§ Provided text
▬▬▬▬▬▬▬▬▬▬
What set up do you use?


----------



## Precarious (Dec 7, 2016)

spider_creations said:


> What set up do you use?


My favorite setup to use is "a guy walks into a bar..."

Or did you mean for photography?

Canon 5D SR
Canon EF 100mm 1:2.8 L IS USM
Canon MP-E 65mm
Canon Macro Twin Lite MT-24EX (with homemade diffuser)


----------



## spider_creations (Dec 7, 2016)

Precarious said:


> My favorite setup to use is "a guy walks into a bar..."
> 
> Or did you mean for photography?
> 
> ...


Haha, thanks


----------



## CosbyArt (Dec 7, 2016)

@Precarious I received your photo submission in email, and already species labelled too - so thanks.


----------



## CosbyArt (Dec 15, 2016)

*Update* - The calendar is finished, double checking everything for errors and such, and getting final verification before final submission. It will uploaded to Zazzle, SnapFish, and RedBubble printing services soon, likely early next week and links will be given then to purchase.  

Here is a preview of the calendar from Zazzle...


----------



## papilio_ (Dec 15, 2016)

YAY!!!    &lt;clap&gt;  Nicely done Thomas!!!


----------



## CosbyArt (Dec 15, 2016)

papilio_ said:


> YAY!!!    &lt;clap&gt;  Nicely done Thomas!!!


Thanks!  It was easy with such great photos. Speaking of which notice January?  

I was hoping to have it done a bit sooner but the flu got me bad this year (and lead to bronchitis). It started on the 6th and I'm now just starting to feel about 70% like my usual self.  I'm grateful though I did not get sick like my co-worker - he has been since a few days before Thanksgiving.


----------



## papilio_ (Dec 15, 2016)

Still plenty of time, I hope you didn't feel too rushed.   

Yeah, thanks!  Nice way to start off the new year.


----------



## CosbyArt (Dec 16, 2016)

papilio_ said:


> Still plenty of time, I hope you didn't feel too rushed.
> 
> Yeah, thanks!  Nice way to start off the new year.


No rush, my university projects cured me of that lol. I was hoping to spend time on a more creative calendar version (perhaps a alternative) but with that off my list it was no problem.  

Thank you, I figured a full photo was the best way to start.


----------



## papilio_ (Dec 16, 2016)




----------



## Sticky (Dec 16, 2016)

Beautiful work! Yay!


----------



## CosbyArt (Dec 16, 2016)

Sticky said:


> Beautiful work! Yay!


Glad you like it, hopefully it looks even better on your wall as a calendar.


----------
▬▬▬▬▬▬▬▬▬▬
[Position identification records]
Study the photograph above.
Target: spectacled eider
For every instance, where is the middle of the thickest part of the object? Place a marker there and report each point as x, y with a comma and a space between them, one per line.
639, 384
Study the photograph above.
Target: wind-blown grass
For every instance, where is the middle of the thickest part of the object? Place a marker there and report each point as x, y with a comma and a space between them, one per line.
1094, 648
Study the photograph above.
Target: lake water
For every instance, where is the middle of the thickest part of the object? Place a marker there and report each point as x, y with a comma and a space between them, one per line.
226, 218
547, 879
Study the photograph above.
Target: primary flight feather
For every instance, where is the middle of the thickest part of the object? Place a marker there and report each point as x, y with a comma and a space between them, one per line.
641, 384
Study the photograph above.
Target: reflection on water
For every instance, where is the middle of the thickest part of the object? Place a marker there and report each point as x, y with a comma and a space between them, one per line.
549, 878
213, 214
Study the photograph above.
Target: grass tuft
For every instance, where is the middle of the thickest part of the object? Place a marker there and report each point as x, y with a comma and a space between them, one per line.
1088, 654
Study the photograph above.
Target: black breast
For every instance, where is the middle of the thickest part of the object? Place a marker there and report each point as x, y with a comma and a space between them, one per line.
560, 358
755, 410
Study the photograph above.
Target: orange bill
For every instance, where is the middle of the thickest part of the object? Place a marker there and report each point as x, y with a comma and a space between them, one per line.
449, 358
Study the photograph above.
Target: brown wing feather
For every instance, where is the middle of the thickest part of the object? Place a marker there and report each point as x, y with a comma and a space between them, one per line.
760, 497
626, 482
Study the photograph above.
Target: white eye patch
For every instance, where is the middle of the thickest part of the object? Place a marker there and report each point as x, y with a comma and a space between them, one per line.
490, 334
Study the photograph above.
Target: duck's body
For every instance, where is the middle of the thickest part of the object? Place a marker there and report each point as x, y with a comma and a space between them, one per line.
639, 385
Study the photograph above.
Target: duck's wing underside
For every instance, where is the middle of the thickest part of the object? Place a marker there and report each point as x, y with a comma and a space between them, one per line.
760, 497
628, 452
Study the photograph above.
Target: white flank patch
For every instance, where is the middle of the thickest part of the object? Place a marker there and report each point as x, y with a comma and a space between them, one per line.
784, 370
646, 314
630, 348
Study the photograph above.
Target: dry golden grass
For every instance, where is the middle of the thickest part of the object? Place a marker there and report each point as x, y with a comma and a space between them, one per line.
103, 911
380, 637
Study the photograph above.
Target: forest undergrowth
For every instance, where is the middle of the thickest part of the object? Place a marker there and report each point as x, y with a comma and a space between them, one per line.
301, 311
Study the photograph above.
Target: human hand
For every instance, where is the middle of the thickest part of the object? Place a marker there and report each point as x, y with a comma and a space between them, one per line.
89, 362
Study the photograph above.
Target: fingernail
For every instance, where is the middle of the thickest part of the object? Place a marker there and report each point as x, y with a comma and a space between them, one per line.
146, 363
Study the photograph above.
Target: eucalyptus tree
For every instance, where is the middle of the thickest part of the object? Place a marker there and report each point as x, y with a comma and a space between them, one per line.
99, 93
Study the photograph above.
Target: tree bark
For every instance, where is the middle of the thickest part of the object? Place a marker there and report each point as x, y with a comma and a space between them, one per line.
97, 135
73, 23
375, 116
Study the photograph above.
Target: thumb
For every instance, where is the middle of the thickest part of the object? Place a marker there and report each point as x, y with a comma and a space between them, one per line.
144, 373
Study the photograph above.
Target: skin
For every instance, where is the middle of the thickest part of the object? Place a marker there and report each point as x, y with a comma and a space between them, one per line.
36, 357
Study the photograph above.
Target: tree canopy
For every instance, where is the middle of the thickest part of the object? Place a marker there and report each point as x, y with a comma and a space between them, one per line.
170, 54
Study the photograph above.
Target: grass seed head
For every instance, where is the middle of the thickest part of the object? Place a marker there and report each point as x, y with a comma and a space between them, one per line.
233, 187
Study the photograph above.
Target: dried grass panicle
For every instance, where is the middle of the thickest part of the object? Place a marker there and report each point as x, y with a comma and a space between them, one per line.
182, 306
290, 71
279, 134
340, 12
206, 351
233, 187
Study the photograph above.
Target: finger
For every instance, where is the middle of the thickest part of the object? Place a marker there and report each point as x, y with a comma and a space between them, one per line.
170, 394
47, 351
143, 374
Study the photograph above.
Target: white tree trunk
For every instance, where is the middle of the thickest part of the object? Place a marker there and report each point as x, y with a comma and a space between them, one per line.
▬▬▬▬▬▬▬▬▬▬
§ Written exercise 1
Does the forum thread agree with each statement? Answer yes or no for each, quoting the deciding words of the forum thread: (a) Precarious's setup includes a Canon MP-E 65mm. (b) The calendar is to be uploaded to Zazzle, SnapFish, and RedBubble. (c) CosbyArt's flu started on the 16th.
§ Written exercise 2
Can you sum up the forum thread in two sentences?

§ Result 1
(a) Yes: "Canon MP-E 65mm"
(b) Yes: "uploaded to Zazzle, SnapFish, and RedBubble printing services soon"
(c) No: "It started on the 6th"

§ Result 2
Precarious lists the Canon equipment used for photography, and CosbyArt confirms receiving Precarious's photo submission by email. CosbyArt later reports that the calendar is finished and will soon be available to purchase through Zazzle, SnapFish, and RedBubble, and other members praise the work.